───── DATA FOR PROCESSING

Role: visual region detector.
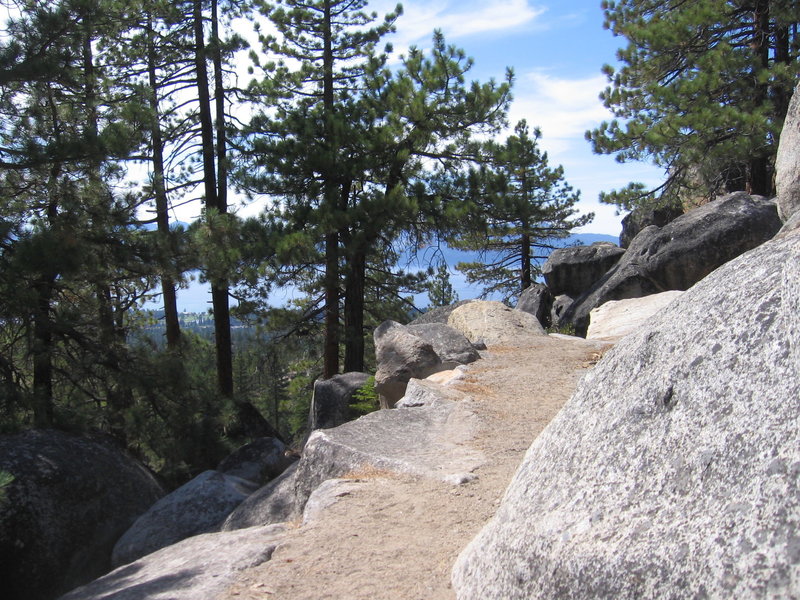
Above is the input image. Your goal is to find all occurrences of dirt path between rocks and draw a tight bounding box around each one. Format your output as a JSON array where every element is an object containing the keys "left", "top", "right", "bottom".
[{"left": 221, "top": 336, "right": 607, "bottom": 600}]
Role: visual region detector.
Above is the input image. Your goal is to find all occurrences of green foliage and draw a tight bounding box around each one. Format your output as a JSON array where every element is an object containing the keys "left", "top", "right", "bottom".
[
  {"left": 587, "top": 0, "right": 800, "bottom": 208},
  {"left": 452, "top": 120, "right": 592, "bottom": 302},
  {"left": 0, "top": 470, "right": 13, "bottom": 504},
  {"left": 350, "top": 375, "right": 379, "bottom": 418},
  {"left": 427, "top": 262, "right": 459, "bottom": 307}
]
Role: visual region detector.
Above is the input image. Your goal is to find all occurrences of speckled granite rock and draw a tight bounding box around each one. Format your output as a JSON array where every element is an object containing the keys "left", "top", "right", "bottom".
[{"left": 453, "top": 228, "right": 800, "bottom": 599}]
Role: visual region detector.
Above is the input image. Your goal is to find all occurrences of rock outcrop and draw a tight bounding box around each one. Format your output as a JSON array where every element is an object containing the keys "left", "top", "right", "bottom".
[
  {"left": 217, "top": 437, "right": 294, "bottom": 485},
  {"left": 309, "top": 372, "right": 370, "bottom": 430},
  {"left": 515, "top": 283, "right": 553, "bottom": 327},
  {"left": 374, "top": 320, "right": 479, "bottom": 408},
  {"left": 562, "top": 192, "right": 782, "bottom": 335},
  {"left": 448, "top": 300, "right": 545, "bottom": 345},
  {"left": 541, "top": 242, "right": 626, "bottom": 296},
  {"left": 60, "top": 523, "right": 289, "bottom": 600},
  {"left": 407, "top": 323, "right": 481, "bottom": 366},
  {"left": 619, "top": 202, "right": 683, "bottom": 248},
  {"left": 452, "top": 226, "right": 800, "bottom": 599},
  {"left": 111, "top": 470, "right": 257, "bottom": 567},
  {"left": 586, "top": 290, "right": 684, "bottom": 342},
  {"left": 408, "top": 300, "right": 475, "bottom": 325},
  {"left": 776, "top": 80, "right": 800, "bottom": 222},
  {"left": 223, "top": 395, "right": 482, "bottom": 532},
  {"left": 0, "top": 430, "right": 165, "bottom": 600}
]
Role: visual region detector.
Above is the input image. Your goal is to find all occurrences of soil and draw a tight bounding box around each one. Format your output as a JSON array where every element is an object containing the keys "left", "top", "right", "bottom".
[{"left": 221, "top": 335, "right": 607, "bottom": 600}]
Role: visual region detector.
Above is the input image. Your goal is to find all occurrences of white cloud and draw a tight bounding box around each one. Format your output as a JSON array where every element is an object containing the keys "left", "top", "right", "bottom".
[
  {"left": 508, "top": 71, "right": 610, "bottom": 153},
  {"left": 372, "top": 0, "right": 546, "bottom": 58}
]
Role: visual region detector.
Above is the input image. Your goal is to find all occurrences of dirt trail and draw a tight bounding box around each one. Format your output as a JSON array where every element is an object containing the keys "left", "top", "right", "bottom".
[{"left": 221, "top": 336, "right": 606, "bottom": 600}]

──────────

EXERCISE: Output nothing except an exact copy of the records above, with the images left out.

RESULT OF THIS EXERCISE:
Role: visual region detector.
Above is the input image. Your goal is to find all occurrences of dirt path between rocks and draw a tight bounding box around each one. Format your output as a JSON array where every element is an object containing the keys "left", "top", "right", "bottom".
[{"left": 221, "top": 336, "right": 607, "bottom": 600}]
Role: visual region detector.
Above is the input image. Your goal is to find all occurrences of green foliage and draw a tight bounding box around each one. Format your output as a JSON array where every element is an object containing the keys "left", "top", "right", "bottom".
[
  {"left": 587, "top": 0, "right": 800, "bottom": 208},
  {"left": 452, "top": 120, "right": 592, "bottom": 302},
  {"left": 0, "top": 470, "right": 13, "bottom": 504},
  {"left": 350, "top": 375, "right": 379, "bottom": 418},
  {"left": 427, "top": 262, "right": 459, "bottom": 307}
]
Role: visual region detector.
Above is the input image. Your goal is to find all occurrences of speckled granite rock and draw a tight bounding box around each one. Format your output as a JSON array where every element is an object containing the keys "left", "top", "right", "bottom".
[{"left": 453, "top": 228, "right": 800, "bottom": 599}]
Role: visual region detector.
Above is the input image. Your goal is to find all occurrences of rock outcrop and draw a tight bounding box around each one. Format your output as a JSON array where every element is an object containing the keys "left", "top", "right", "bottom".
[
  {"left": 217, "top": 437, "right": 294, "bottom": 485},
  {"left": 309, "top": 372, "right": 370, "bottom": 430},
  {"left": 515, "top": 283, "right": 553, "bottom": 327},
  {"left": 374, "top": 320, "right": 479, "bottom": 408},
  {"left": 562, "top": 192, "right": 782, "bottom": 335},
  {"left": 448, "top": 300, "right": 545, "bottom": 345},
  {"left": 541, "top": 242, "right": 626, "bottom": 296},
  {"left": 60, "top": 523, "right": 289, "bottom": 600},
  {"left": 407, "top": 323, "right": 481, "bottom": 366},
  {"left": 619, "top": 202, "right": 683, "bottom": 248},
  {"left": 452, "top": 226, "right": 800, "bottom": 599},
  {"left": 111, "top": 470, "right": 257, "bottom": 567},
  {"left": 586, "top": 290, "right": 684, "bottom": 342},
  {"left": 408, "top": 300, "right": 475, "bottom": 325},
  {"left": 776, "top": 80, "right": 800, "bottom": 222},
  {"left": 223, "top": 395, "right": 482, "bottom": 532},
  {"left": 0, "top": 430, "right": 165, "bottom": 600}
]
Role: visual region detector.
Above is the input image. Your goal is to find all occurrences of soil and draw a tight bounding box around each one. Format your output as a JSON array where every element is an object containing the keys "left", "top", "right", "bottom".
[{"left": 221, "top": 335, "right": 607, "bottom": 600}]
Role: visual region detector.
Above is the input image. Your goal is to find all occurrences of white cloud and draw a tight bounding box around each one. Format your output as a JSON array where every element is an object containing the keys "left", "top", "right", "bottom".
[
  {"left": 508, "top": 71, "right": 610, "bottom": 153},
  {"left": 372, "top": 0, "right": 546, "bottom": 58}
]
Role: visual region detector.
Above is the input image. Your goal is to find all occurrences of dirt trail and draw a tight bounding box around each one. Format your output as a JSON array where every element is an object containing the keys "left", "top", "right", "bottom".
[{"left": 221, "top": 336, "right": 606, "bottom": 600}]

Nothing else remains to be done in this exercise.